* [Quoted text]:
:::

In this weeks post I am looking at Julie d’Aubigny a bi-sexual, cross-dressing, knife-fighting opera singer who might have burnt down a convent to escape with her lover, I say might as there is much about her we don’t know for certain including her date of birth, where she died, or how many of her infamous adventures actually happened.
Julie was born sometime around 1673, she was the daughter of Gaston d’Aubigny and an unknown mother. Kelly Gardiner suggests that she “…lived first in the riding school at the Tuileries Palace in Paris, then moved with the court to Versailles in 1682, and spent her youth in the Great Stables.” Her father was the secretary to Count d’Armagnac and an accomplished swordsman, who trained the court pages, and allowed Julie, who was dressed as a boy, to learn alongside them.
At fourteen, Julie began an affair with her fathers employer, d’Armagnac, who in 1687 arranged a marriage for her to Sieur de Maupin, who has been described as “timid” soon, possibly the morning after they were married he was sent to the provinces as a tax collector, while Julie stayed behind in Paris with the count. Julie soon grew tired of d’Armagnac, and began a relationship with a fencing master named Séranne, and the couple ran away. Another version of the story tells that the couple fled because Sérannes was wanted for killing a man in an illegal duel. Whatever the case the young couple had very little money and would give fencing demonstrations at fairs and in taverns to survive. Whilst Julie would dress in men’s clothing, she made no effort to hide that she was a woman, and one legend tells that during a demonstration, a man refused to believe Julie was really a woman as she “…was simply too good,” so she removed her blouse to reveal her chest and “…the crowd fell silent.”

:::

* [Entries provided]:
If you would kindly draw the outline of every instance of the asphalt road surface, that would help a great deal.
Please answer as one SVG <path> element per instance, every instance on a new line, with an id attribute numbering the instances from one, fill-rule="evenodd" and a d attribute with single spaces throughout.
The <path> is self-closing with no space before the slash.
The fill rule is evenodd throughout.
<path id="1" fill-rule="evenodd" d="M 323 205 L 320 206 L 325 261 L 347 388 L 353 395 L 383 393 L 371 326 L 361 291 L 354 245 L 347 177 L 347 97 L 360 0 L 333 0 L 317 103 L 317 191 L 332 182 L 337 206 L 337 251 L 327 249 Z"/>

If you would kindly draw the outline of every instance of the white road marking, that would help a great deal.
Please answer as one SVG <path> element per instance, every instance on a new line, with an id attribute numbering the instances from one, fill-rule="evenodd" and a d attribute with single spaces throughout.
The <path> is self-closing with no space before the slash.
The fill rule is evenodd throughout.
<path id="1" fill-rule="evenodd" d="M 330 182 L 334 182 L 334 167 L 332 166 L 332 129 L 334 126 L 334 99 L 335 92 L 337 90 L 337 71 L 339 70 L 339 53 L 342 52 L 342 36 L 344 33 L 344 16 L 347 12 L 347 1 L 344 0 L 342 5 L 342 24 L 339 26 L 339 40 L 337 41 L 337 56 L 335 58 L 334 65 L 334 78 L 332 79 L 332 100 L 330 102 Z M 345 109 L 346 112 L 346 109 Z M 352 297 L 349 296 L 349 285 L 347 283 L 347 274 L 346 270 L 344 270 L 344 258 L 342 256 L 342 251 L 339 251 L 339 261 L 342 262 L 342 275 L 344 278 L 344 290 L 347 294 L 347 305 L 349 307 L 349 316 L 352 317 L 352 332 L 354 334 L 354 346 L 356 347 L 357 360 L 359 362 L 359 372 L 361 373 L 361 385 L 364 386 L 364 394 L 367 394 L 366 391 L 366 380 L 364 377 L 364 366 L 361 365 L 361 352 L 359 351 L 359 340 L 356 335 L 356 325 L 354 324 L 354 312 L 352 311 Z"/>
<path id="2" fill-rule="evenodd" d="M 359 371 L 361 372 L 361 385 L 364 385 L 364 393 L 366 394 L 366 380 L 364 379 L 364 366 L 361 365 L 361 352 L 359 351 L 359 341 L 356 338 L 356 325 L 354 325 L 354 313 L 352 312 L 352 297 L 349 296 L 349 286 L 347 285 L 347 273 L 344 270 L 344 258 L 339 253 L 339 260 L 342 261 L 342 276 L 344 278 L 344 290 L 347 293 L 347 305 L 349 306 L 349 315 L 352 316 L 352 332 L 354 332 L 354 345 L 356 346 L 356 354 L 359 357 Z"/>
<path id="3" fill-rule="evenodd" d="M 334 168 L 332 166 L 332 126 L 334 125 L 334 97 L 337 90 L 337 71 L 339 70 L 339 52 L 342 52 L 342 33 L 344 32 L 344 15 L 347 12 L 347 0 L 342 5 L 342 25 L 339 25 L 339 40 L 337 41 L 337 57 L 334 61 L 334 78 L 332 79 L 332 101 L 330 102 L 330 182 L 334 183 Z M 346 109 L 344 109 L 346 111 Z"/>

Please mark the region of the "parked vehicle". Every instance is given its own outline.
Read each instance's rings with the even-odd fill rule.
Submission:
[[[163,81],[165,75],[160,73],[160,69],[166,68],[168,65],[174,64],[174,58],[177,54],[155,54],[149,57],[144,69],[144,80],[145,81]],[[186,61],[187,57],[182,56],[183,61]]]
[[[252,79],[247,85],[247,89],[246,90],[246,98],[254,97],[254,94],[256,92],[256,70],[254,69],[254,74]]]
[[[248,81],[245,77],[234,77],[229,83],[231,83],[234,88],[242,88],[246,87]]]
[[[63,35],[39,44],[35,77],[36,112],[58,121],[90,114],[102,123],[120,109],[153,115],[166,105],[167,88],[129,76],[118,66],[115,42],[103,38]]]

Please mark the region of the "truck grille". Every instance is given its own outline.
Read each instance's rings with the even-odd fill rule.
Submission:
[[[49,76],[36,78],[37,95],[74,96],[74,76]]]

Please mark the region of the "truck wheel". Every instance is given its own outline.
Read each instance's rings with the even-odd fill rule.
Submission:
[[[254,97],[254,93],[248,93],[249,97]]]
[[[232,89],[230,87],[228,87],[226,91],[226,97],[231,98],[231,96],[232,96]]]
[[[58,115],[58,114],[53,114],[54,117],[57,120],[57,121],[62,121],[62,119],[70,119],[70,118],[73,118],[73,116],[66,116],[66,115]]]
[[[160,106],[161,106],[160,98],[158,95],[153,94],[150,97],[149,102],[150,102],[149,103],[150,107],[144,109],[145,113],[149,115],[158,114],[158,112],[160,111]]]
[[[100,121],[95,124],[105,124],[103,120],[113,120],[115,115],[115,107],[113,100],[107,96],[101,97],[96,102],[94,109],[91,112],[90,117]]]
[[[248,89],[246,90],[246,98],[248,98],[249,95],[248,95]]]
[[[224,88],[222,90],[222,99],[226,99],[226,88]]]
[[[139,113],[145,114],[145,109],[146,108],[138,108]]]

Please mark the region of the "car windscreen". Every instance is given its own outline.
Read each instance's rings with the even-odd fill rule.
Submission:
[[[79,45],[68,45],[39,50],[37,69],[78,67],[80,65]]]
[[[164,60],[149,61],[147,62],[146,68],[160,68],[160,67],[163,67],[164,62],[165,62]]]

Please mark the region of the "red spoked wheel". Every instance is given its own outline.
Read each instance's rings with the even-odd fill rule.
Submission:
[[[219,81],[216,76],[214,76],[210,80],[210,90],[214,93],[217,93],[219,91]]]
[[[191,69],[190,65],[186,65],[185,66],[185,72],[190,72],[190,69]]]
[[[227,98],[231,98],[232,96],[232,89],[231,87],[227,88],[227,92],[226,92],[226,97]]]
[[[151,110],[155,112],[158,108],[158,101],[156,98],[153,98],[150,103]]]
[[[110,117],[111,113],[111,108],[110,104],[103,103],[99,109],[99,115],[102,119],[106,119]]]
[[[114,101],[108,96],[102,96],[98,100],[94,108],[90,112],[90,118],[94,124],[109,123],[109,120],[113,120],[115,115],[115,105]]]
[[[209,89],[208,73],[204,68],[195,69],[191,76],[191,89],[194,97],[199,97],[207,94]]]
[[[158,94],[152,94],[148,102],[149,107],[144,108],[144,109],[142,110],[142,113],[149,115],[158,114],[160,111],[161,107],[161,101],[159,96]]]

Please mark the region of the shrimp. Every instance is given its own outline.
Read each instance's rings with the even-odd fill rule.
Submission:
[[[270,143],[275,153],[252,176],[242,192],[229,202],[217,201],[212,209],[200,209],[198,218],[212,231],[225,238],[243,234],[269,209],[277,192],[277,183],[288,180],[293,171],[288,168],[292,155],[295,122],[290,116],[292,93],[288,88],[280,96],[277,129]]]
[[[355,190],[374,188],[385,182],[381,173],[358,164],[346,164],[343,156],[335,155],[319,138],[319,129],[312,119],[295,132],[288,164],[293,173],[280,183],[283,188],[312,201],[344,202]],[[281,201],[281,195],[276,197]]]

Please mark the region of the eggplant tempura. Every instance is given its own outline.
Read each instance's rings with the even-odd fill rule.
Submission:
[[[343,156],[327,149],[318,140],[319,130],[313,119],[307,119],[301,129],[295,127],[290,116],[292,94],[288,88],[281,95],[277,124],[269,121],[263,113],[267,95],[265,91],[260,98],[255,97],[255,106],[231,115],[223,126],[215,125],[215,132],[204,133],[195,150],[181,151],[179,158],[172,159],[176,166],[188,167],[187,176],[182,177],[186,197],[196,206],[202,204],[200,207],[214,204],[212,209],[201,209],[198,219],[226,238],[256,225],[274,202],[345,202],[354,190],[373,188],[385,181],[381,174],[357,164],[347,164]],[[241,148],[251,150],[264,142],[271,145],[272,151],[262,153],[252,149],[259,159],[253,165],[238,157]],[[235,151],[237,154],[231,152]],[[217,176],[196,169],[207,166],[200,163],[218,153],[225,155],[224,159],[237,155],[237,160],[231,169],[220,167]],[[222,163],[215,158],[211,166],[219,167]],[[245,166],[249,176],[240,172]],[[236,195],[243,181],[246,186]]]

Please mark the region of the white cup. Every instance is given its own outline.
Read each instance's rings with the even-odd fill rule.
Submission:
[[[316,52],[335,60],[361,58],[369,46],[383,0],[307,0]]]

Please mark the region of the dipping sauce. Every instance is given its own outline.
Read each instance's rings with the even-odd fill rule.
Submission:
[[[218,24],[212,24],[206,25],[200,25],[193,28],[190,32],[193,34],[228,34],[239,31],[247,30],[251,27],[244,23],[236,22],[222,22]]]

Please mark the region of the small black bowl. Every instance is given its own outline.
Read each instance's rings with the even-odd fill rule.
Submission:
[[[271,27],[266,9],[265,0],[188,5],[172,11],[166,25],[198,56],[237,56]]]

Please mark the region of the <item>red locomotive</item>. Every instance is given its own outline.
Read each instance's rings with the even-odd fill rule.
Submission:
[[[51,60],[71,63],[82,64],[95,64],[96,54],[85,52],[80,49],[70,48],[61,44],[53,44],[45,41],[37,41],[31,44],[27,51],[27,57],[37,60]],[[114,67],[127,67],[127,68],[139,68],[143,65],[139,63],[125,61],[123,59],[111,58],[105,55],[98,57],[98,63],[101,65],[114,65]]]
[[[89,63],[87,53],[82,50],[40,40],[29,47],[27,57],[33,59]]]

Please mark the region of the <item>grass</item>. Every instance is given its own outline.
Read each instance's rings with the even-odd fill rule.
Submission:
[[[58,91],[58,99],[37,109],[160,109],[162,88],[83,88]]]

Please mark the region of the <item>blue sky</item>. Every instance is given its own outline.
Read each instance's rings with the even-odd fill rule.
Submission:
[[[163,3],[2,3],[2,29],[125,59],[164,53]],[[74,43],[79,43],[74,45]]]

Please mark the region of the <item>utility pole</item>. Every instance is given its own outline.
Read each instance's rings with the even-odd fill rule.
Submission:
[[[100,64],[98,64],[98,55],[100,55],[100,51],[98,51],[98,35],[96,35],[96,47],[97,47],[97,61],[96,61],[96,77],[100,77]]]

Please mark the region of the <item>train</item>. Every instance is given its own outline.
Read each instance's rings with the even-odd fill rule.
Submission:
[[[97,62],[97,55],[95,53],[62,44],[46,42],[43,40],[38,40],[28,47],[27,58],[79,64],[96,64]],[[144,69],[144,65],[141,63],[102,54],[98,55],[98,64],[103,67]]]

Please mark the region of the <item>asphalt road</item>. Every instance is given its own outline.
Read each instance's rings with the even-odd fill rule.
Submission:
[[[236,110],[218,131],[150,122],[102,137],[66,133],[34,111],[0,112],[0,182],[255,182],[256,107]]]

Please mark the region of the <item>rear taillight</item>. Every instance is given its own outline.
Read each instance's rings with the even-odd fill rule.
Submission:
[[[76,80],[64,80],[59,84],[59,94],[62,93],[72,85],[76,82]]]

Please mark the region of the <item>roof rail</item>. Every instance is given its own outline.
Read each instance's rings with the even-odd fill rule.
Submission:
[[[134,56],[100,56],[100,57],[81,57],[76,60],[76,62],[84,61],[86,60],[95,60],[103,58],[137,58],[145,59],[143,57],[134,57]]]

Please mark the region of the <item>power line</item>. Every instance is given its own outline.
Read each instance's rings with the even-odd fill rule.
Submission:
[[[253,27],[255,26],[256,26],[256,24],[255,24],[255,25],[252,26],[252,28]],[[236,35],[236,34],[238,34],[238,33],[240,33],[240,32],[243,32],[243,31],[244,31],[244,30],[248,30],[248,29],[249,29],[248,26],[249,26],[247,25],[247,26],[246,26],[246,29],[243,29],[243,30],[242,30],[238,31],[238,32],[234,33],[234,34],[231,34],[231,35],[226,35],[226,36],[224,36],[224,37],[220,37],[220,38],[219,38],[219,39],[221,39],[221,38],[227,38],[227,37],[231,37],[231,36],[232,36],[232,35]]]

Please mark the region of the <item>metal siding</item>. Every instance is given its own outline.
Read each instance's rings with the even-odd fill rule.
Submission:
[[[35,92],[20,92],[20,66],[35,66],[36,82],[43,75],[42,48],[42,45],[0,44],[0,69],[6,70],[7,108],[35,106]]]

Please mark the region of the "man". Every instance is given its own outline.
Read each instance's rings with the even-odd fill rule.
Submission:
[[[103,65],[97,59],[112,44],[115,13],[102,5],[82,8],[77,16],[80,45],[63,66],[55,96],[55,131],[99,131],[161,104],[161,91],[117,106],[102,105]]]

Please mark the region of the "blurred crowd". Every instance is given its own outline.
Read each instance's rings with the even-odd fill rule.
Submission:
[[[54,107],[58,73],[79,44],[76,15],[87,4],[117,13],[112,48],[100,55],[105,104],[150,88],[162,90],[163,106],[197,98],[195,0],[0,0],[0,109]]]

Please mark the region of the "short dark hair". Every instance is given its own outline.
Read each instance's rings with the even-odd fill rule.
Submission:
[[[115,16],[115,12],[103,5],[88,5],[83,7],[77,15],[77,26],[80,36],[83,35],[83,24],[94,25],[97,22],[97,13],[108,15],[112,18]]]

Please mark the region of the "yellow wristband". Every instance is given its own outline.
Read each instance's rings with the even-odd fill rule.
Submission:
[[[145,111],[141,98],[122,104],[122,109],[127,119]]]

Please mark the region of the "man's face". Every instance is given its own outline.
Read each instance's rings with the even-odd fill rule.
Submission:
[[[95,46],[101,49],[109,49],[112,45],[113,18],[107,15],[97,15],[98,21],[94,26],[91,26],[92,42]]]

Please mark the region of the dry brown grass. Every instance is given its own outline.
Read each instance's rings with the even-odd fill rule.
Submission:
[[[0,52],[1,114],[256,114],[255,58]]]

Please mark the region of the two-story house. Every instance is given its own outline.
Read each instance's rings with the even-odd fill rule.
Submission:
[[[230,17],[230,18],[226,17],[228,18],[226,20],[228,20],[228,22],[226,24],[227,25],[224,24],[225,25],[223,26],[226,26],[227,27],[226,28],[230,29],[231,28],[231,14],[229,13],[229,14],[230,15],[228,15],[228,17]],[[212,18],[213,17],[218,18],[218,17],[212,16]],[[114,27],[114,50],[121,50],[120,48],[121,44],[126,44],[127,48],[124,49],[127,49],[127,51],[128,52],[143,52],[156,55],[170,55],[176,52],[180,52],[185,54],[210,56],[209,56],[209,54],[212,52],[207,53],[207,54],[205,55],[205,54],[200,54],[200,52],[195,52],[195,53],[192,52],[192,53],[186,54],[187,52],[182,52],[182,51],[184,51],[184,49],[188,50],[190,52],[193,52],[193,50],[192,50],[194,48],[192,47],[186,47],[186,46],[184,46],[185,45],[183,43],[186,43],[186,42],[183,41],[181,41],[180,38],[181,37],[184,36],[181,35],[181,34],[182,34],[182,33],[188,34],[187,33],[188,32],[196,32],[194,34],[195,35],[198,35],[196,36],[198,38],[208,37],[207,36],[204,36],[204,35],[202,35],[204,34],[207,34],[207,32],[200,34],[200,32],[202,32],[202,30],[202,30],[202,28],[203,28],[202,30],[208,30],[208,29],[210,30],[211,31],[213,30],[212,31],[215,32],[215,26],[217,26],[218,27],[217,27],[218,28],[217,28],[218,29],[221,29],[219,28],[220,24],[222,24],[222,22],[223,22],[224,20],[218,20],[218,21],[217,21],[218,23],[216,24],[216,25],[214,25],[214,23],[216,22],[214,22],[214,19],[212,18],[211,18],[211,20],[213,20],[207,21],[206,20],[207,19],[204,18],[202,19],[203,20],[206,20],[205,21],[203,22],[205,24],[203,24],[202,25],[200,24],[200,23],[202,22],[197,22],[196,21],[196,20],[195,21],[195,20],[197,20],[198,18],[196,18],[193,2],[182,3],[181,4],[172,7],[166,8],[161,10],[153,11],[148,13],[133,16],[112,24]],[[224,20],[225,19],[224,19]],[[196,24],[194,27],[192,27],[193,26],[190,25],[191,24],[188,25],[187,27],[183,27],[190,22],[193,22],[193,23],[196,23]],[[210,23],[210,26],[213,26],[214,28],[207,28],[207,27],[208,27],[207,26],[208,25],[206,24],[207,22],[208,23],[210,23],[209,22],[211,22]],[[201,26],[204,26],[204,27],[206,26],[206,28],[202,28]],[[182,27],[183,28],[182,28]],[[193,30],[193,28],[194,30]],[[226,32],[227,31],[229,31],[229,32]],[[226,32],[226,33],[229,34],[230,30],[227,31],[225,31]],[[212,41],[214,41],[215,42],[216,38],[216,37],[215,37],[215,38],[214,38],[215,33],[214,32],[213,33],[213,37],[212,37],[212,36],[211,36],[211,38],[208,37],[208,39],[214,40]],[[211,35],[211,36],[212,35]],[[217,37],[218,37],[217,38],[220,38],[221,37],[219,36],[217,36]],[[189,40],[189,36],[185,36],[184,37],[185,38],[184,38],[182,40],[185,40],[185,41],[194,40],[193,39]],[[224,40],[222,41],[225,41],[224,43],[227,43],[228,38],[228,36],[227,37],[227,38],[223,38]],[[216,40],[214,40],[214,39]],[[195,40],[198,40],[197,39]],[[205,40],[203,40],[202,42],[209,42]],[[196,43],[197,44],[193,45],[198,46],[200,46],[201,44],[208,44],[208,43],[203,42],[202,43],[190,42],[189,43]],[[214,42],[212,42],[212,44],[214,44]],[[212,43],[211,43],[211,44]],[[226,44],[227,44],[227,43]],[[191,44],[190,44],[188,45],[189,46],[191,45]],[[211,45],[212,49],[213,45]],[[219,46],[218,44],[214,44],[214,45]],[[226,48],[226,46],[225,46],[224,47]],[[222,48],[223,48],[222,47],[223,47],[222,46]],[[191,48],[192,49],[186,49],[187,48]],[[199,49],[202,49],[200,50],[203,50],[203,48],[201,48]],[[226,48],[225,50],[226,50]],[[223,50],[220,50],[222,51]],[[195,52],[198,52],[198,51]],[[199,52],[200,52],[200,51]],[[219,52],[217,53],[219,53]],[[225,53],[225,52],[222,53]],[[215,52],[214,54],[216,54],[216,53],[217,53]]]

:::

* [Tasks to complete]:
**1.** For the post about Julie d'Aubigny, decide whether each statement agrees with it, answering yes or no and quoting the words that settle it: (a) Julie's father trained the court pages. (b) Sieur de Maupin was sent to the provinces as a soldier. (c) Julie was fourteen when her affair with d'Armagnac began.
**2.** Resume the post about Julie d'Aubigny from the point where it stops.
The rows play no part in what comes next.

* [Answers for this exercise]:
**1.**
(a) Yes: "an accomplished swordsman, who trained the court pages"
(b) No: "he was sent to the provinces as a tax collector"
(c) Yes: "At fourteen, Julie began an affair with her fathers employer, d’Armagnac"

**2.**
Whilst in Marseille, Julie joined the opera company run by Pierre Gaultier, singing under her maiden name, and took singing lessons from a retired teacher, Maréchal until his alcoholism grew worse and he sent her away. At this point Julie had found a new lover in Gabriel-Vincent Thévenard who was also a singer, the two made their way to Paris where Gabriel auditioned for the Opera. He was hired but would only accept the position on the condition Julie be allowed to audition, the Opera, which had already turned her down, reluctantly agreed, and she was accepted. She made her debut in 1690 in the role of Pallas Athena in Cadmus et Hermione by Jean-Baptiste Lully. She went on to appear in all of the Opera’s major productions from 1690 to 1694 under the name Mademoiselle de Maupin and became a favourite of the audience, the Marquis de Dangeau wrote that she had “the most beautiful voice in the world”. Although her relationship with Gabriel ended, they remained the best of friends until her retirement, not that they didn’t ever fall out, on one occasion after a ‘spat’ she bit his ear so hard he bled whilst they were on stage.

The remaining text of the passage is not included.